Every line in the records below that holds the word "branch" is to be copied.
*** RECORD EXCERPTS Section Begins ***
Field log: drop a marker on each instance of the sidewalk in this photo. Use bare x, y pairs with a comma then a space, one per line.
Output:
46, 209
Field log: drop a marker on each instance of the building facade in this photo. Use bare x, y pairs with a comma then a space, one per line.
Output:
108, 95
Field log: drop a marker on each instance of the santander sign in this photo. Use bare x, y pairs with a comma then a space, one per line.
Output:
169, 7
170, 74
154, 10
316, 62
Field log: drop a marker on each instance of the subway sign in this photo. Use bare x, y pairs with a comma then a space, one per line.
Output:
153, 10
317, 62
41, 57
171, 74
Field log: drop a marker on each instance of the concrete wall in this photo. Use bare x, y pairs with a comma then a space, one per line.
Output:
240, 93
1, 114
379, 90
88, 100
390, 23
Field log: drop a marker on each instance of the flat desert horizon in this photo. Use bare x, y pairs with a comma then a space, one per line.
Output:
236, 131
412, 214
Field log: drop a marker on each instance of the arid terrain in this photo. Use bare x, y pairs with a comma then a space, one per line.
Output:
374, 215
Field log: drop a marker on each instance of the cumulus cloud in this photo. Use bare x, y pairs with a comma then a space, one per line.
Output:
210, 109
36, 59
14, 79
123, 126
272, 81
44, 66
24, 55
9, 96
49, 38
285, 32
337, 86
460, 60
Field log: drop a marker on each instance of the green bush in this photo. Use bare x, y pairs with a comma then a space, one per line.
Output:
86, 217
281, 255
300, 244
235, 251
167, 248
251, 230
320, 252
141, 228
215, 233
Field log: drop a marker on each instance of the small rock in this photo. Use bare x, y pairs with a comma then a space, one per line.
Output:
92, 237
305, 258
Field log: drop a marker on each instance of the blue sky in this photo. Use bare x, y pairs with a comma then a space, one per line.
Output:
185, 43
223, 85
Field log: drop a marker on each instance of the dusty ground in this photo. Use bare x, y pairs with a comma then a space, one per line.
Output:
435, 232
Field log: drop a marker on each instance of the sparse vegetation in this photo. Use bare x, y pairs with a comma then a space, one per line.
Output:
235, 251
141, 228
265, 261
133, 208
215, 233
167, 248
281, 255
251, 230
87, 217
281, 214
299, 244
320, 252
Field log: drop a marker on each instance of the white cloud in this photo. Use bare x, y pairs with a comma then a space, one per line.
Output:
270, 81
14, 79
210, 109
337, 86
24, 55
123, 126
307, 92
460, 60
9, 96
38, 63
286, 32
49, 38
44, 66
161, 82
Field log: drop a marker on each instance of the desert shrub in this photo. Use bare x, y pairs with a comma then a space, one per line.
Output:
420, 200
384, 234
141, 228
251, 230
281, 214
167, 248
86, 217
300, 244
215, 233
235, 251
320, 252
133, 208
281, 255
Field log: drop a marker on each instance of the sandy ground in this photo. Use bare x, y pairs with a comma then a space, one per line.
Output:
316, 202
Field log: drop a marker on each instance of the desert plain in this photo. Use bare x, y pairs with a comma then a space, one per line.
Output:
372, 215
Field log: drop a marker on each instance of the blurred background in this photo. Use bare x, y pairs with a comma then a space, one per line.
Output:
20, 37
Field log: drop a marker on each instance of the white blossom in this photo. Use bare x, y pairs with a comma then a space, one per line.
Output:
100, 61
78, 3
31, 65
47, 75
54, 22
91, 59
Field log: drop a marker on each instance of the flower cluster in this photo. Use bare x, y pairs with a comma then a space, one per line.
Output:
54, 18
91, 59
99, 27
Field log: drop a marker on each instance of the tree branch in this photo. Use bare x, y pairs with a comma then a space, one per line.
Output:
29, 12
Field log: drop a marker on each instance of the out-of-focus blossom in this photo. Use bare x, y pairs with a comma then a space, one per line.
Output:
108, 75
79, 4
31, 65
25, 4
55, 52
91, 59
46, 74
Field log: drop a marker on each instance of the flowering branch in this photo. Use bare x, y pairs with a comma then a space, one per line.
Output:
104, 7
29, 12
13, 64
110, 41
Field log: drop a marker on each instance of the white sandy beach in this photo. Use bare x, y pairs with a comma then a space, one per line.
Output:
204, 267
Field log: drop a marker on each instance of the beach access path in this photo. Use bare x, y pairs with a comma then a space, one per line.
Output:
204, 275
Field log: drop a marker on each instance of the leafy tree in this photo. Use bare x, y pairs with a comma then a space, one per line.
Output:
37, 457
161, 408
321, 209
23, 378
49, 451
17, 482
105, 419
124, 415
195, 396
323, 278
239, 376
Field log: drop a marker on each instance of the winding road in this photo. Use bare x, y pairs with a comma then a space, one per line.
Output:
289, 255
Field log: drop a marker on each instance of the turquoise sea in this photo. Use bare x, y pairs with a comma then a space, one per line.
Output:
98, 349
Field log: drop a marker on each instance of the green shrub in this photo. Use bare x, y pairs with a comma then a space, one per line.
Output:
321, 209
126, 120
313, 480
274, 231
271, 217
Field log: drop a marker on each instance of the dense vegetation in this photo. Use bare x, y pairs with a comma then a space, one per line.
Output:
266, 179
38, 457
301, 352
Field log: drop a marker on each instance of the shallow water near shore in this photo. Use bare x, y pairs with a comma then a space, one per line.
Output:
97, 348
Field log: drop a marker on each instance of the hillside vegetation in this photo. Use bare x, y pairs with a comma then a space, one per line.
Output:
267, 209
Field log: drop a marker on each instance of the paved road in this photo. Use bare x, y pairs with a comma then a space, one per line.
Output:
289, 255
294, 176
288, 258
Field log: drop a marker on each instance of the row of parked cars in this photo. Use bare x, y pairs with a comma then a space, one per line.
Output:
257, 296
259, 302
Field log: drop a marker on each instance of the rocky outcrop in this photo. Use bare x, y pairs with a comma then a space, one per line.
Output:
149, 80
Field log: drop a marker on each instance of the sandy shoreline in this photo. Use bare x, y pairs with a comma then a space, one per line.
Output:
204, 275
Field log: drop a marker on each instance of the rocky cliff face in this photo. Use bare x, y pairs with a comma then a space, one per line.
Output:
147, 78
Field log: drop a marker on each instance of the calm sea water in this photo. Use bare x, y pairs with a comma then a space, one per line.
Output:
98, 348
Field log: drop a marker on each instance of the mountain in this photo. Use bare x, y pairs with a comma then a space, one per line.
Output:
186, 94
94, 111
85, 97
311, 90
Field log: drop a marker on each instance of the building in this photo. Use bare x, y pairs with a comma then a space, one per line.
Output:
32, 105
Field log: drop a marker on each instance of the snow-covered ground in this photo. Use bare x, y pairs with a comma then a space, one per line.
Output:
*** RECORD EXCERPTS Section Ends ***
SOLVED EXERCISE:
Field log: drop a marker on each instance of the tree branch in this photo. Use bare x, y pairs with a comma then a space, one per line.
Field log: drop a marker on each instance of the flowering branch in this photo. Use bare x, y pairs with a comma then a space, one per line.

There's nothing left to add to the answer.